TEXT SHOWN:
23 degrees currently in Bucks County. Already have a good 1-2 inches on the ground and the snow wasn't supposed to start until midnight.


----------



## vermonter44 (Jan 22, 2016)

3-4 already on the ground in South Jersey. Looks like we're going to be getting a little more than predicted


----------



## BenedictGomez (Jan 22, 2016)

The 00z GFS ensemble just completed and puts 13" on Camelback & Shawnee and 15" on Blue Mountain.  

I realize short-range models are supposed to be what you use in this timeframe rather than the GFS etc..., but they short-range products are all predicting so much snow that psychologically I dont know if I can trust them. lol


----------



## from_the_NEK (Jan 22, 2016)

vermonter44 said:


> 3-4 already on the ground in South Jersey. Looks like we're going to be getting a little more than predicted


Cool, you have already matched the snow depth in my yard here in N Vermont. Have fun with all that snow. Yeah, I'm bitter :beer:


----------



## Not Sure (Jan 22, 2016)

From the weather link on this site 
Dis is Nuts !


----------



## vermonter44 (Jan 23, 2016)

from_the_NEK said:


> Cool, you have already matched the snow depth in my yard here in N Vermont. Have fun with all that snow. Yeah, I'm bitter :beer:



I wish I could send it on up there. You guys need it way more than us...


----------



## BenedictGomez (Jan 23, 2016)

Rowsdower said:


> 23 degrees currently in Bucks County.



It's 23 degrees across the river from you too.  Those maps are 10:1 ratios, but this makes me wonder is something like 15:1 will be needed as it's several degrees colder right now than thought, and you can see how that could dramatically alter things.  Maybe it will change, but the snow was supposed to be heavy and wet, and what I'm getting right now is straight up powder.


----------



## jrmagic (Jan 23, 2016)

TASK INSTRUCTIONS: Write out, word for word, the part of the snowstorm forum thread starting at "23 degrees currently in Bucks County. Already" and ending at "vermonter44 (Jan 22, 2016)".

EXCERPTED DATA:
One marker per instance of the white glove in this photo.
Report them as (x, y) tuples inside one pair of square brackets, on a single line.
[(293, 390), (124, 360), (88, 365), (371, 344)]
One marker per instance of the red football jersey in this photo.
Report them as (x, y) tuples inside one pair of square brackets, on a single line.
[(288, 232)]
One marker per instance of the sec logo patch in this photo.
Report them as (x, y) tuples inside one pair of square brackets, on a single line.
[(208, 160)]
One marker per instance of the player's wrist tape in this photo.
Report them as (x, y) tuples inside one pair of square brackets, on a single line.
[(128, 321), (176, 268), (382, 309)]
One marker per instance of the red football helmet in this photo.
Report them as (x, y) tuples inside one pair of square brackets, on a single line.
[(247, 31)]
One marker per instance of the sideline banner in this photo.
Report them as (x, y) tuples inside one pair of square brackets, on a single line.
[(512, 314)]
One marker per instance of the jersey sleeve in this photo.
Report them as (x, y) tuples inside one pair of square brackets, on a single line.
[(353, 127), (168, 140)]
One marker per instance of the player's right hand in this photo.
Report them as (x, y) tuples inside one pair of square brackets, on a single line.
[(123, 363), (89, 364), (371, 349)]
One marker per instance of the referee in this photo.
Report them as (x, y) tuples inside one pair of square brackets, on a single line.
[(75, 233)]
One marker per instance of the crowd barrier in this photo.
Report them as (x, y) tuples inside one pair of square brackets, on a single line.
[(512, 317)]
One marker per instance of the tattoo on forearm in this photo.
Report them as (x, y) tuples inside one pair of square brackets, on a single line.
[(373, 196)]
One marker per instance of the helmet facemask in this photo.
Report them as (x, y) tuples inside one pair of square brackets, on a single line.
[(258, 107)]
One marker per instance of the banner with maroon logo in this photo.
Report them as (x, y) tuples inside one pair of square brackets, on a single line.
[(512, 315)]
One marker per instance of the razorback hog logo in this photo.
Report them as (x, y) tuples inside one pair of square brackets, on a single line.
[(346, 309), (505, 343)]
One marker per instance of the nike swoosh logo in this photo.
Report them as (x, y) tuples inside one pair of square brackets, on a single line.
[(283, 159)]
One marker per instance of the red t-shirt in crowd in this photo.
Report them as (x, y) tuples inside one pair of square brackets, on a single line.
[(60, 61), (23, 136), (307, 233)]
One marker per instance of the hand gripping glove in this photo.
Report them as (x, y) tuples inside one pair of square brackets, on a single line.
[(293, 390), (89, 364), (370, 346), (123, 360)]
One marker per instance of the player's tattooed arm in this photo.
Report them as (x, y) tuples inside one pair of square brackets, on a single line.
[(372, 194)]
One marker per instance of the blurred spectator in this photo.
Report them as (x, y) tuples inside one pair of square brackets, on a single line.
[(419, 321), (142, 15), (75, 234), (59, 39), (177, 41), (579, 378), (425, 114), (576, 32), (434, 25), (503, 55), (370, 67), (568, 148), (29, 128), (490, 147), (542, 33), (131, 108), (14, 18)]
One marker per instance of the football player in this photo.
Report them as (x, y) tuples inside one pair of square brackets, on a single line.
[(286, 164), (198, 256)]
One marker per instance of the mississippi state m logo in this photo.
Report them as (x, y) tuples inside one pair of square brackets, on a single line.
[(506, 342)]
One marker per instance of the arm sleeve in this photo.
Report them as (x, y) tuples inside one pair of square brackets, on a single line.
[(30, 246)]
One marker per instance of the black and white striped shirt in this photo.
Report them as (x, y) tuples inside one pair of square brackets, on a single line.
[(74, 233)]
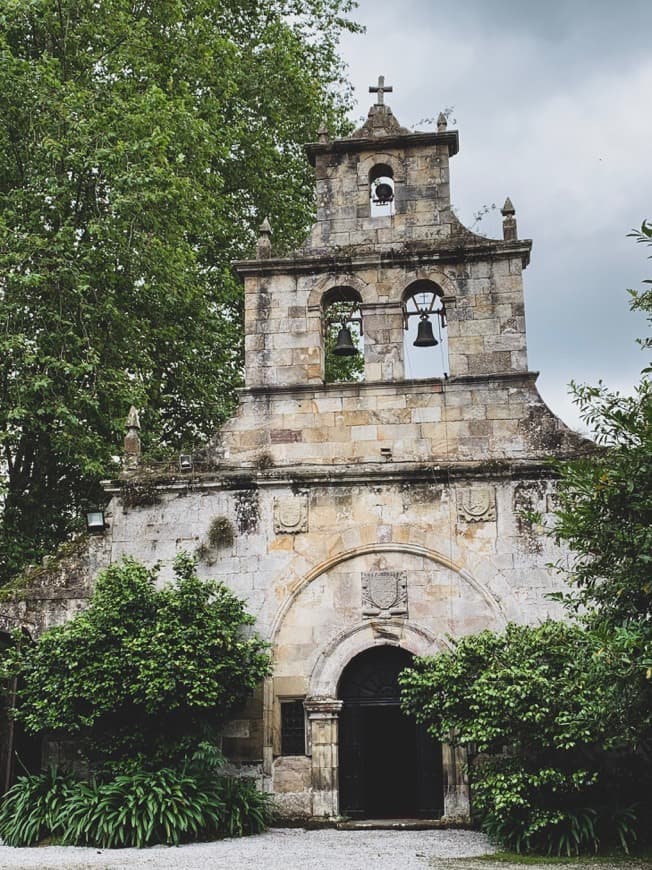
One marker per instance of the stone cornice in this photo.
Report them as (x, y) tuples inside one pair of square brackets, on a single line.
[(438, 472), (450, 139), (450, 250), (432, 385)]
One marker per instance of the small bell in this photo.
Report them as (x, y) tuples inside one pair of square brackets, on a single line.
[(344, 345), (425, 336), (383, 193)]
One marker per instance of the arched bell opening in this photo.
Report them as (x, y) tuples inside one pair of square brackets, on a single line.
[(425, 344), (343, 335), (381, 191), (389, 767)]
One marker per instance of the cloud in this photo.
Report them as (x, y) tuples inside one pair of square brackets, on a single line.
[(552, 107)]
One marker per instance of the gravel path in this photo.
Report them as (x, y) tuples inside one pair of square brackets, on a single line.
[(278, 849), (292, 849)]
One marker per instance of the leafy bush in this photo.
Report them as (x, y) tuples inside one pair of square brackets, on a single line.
[(140, 808), (34, 807), (547, 810), (246, 810), (142, 670), (537, 705)]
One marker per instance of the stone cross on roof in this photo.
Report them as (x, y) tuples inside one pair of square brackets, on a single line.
[(381, 89)]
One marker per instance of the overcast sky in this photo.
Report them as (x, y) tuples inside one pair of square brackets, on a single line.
[(553, 103)]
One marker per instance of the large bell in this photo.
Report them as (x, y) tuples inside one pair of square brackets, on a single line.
[(344, 345), (383, 193), (425, 336)]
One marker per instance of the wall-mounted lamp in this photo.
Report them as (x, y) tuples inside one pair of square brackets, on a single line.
[(95, 523), (185, 462)]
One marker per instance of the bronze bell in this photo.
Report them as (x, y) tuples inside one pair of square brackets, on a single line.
[(425, 336), (383, 193), (344, 345)]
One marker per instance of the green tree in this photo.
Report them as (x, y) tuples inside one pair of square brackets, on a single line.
[(141, 144), (142, 670)]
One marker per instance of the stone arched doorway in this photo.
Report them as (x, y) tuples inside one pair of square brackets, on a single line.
[(389, 767)]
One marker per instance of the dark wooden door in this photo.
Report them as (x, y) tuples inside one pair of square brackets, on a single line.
[(389, 766)]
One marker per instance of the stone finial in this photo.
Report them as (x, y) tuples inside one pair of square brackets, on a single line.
[(509, 221), (264, 246), (380, 90), (323, 135), (132, 439)]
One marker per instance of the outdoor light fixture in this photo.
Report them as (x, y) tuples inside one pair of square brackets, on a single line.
[(185, 462), (95, 523)]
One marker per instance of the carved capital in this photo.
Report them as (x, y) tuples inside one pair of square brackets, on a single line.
[(477, 504), (291, 515)]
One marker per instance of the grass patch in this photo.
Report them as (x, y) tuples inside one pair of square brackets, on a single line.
[(616, 860)]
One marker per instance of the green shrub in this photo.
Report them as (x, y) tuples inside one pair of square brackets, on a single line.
[(246, 809), (549, 810), (33, 808), (139, 808)]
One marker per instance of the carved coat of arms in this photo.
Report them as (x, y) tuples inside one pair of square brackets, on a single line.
[(291, 515), (384, 592), (477, 504)]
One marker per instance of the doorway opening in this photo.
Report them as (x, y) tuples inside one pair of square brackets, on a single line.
[(389, 766)]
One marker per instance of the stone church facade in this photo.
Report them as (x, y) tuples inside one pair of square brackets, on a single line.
[(365, 522)]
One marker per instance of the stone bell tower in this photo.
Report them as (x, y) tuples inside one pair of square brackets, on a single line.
[(372, 518)]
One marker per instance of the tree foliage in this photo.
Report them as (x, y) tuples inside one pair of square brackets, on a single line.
[(141, 144), (552, 768), (142, 670)]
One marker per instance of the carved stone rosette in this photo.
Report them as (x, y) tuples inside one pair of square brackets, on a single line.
[(384, 593), (291, 515), (477, 504)]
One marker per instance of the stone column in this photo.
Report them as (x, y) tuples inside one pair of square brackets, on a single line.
[(456, 783), (323, 716)]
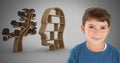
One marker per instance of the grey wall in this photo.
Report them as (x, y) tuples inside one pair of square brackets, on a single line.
[(73, 10)]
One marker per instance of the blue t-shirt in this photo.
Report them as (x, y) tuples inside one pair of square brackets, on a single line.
[(81, 54)]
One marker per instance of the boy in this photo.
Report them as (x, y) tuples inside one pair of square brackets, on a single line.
[(96, 26)]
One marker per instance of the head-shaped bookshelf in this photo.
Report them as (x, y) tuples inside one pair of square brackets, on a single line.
[(54, 17)]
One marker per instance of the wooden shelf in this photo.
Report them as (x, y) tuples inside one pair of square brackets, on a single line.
[(56, 15), (55, 23)]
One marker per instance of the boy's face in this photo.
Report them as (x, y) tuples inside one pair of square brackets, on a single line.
[(95, 31)]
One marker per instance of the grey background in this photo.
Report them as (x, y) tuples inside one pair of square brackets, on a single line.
[(34, 52)]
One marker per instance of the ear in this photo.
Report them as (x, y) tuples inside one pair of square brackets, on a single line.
[(83, 28)]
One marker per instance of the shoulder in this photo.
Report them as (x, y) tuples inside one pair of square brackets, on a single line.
[(113, 49)]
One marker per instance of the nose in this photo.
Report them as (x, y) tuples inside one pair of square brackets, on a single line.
[(97, 31)]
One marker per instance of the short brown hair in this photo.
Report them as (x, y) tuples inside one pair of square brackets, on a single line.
[(97, 13)]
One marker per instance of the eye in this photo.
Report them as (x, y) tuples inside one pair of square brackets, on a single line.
[(91, 27), (103, 28)]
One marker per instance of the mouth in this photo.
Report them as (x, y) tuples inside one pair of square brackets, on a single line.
[(95, 38)]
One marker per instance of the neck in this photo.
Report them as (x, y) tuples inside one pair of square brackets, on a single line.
[(96, 47)]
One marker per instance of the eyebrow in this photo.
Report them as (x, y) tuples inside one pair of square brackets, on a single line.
[(95, 25)]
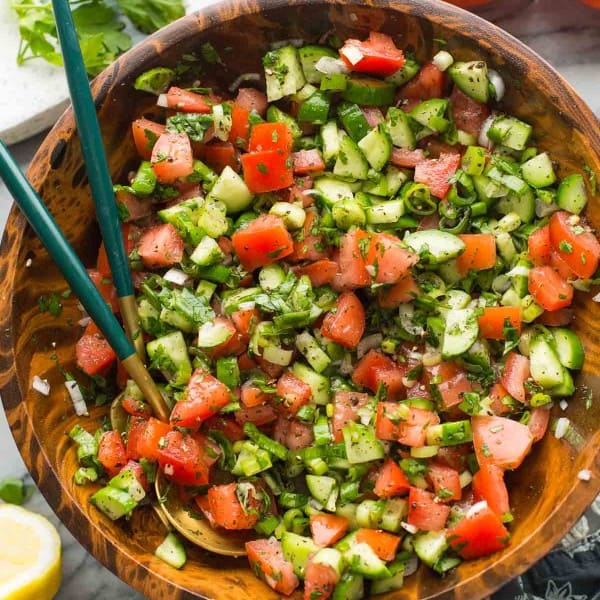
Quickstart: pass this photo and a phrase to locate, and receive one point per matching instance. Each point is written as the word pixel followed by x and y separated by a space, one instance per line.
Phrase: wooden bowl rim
pixel 463 23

ANSWER BELOW:
23 degrees currently in Bucks County. Already have a good 1-2 inches on the ground and the snow wasn't supposed to start until midnight.


----------



## vermonter44 (Jan 22, 2016)